# Directive:
Please reproduce the material below word for word, keeping every line unchanged and in the same order.

>>>>

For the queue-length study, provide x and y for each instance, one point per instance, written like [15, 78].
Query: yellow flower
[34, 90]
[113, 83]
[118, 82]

<<<<

# Task result:
For the queue-length study, provide x and y for each instance, one point per instance, written like [15, 78].
Query: yellow flower
[34, 90]
[113, 83]
[118, 82]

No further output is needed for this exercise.